Return every record verbatim.

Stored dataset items
-- -- --
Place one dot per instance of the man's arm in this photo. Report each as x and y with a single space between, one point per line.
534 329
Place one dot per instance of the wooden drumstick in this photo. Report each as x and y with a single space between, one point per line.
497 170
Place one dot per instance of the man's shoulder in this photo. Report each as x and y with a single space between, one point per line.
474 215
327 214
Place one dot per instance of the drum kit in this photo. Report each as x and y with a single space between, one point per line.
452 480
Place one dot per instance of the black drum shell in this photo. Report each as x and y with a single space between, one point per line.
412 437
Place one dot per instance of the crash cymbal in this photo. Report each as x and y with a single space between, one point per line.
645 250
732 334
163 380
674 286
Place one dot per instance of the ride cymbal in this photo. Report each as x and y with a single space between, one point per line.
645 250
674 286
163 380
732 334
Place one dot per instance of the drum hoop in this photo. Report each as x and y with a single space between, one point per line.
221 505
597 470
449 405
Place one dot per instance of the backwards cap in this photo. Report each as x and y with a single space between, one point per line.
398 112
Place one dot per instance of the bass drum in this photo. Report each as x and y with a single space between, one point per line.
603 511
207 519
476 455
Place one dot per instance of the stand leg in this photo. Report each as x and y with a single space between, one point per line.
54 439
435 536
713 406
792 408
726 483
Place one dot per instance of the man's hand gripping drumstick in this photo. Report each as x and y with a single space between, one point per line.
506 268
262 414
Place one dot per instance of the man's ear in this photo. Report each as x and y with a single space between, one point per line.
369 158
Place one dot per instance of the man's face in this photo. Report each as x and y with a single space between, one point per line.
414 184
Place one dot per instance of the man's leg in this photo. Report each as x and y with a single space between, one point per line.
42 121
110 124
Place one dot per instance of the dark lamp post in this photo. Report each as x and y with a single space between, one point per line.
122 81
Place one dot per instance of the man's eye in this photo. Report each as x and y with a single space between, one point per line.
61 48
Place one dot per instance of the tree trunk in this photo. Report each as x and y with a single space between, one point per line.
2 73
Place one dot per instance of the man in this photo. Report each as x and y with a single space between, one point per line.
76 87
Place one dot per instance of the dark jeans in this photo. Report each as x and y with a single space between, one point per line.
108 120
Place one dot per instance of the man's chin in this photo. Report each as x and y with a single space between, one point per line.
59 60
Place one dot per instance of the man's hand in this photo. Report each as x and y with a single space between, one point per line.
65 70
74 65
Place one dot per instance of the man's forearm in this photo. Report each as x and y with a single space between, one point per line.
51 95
-- -- --
- _Completed exercise_
Place one dot per instance of the man's arm in this photo. Report each as x and y with a single space between, one point per line.
534 329
Place one dot per instance of the wooden drumstick in this photo. Report each as x and y with a single space between, one point per line.
497 170
Place one dot per instance of the man's shoulder in this photo. Report each as x and y with a single space between, one point per line.
474 215
327 214
Place one dot per instance of the drum kit in this photo. Report each as x and y with a single space between, one point per line.
452 480
Place one dot per instance of the black drum shell in this photo. Report each as x and y with a single space between, one point per line.
412 437
Place one dot per instance of the crash cymbal in this photo. Report each as x and y with a single space between, one point per line.
645 250
732 334
163 380
674 286
Place one dot per instance of the ride cymbal in this photo. Report each as x and y with a single space between, one point per line.
645 250
674 286
163 380
732 334
Place one dot per instance of the drum hoop in this photo. Report each as x and y with a single space between, one point per line.
221 505
597 470
449 405
Place one dot per instance of the backwards cap in this photo. Report each as x and y with a single space between, one point per line.
398 112
Place one dot per instance of the bass drum in this photo. Report each as x and y with a single space between, one point per line.
603 511
207 519
476 455
Place one dot per instance of the stand leg in this photo. Report each as x and y with a single space between, one point per line.
54 439
435 536
713 406
792 408
726 483
Place one dot per instance of the man's hand gripping drumstick in this photo. Report each as x and y with a single space between, one point per line.
506 268
262 414
Place one dot per instance of the man's ear in this photo. Report each as x and y with a single space between, one point per line.
369 158
Place one dot per instance of the man's face in this photo. Report each as x and y with a single space between, one point per line.
414 184
Place one dot per instance of the man's leg in this photo. Report each as x and y with a single space between, one point per line.
42 121
110 124
Place one dot per instance of the dark lamp post in this photo. Report each as x and y with a single space between, one point per line.
122 81
Place one dot per instance of the man's eye in this photo. Report each as x and y with a single space between, one point per line.
61 48
Place one dot per instance of the tree trunk in this photo. Report each as x and y with a single space between, one point per line.
2 73
Place one dot per instance of the man in this photo. Report each as x and y with a single space between, one point per line.
76 87
Place one dot per instance of the dark jeans in this photo. Report each as x and y with a single space between, one point per line.
108 120
Place one dot per instance of the man's chin in this photo. Report each as x and y with a single space between, one point per line.
59 60
Place one dot per instance of the man's hand in this photo. Report each as x and y with a single space between, one point per line.
65 70
74 65
Place one dot per instance of the man's forearm in this photo. Report each as x and y with a single space between, one point per line.
51 95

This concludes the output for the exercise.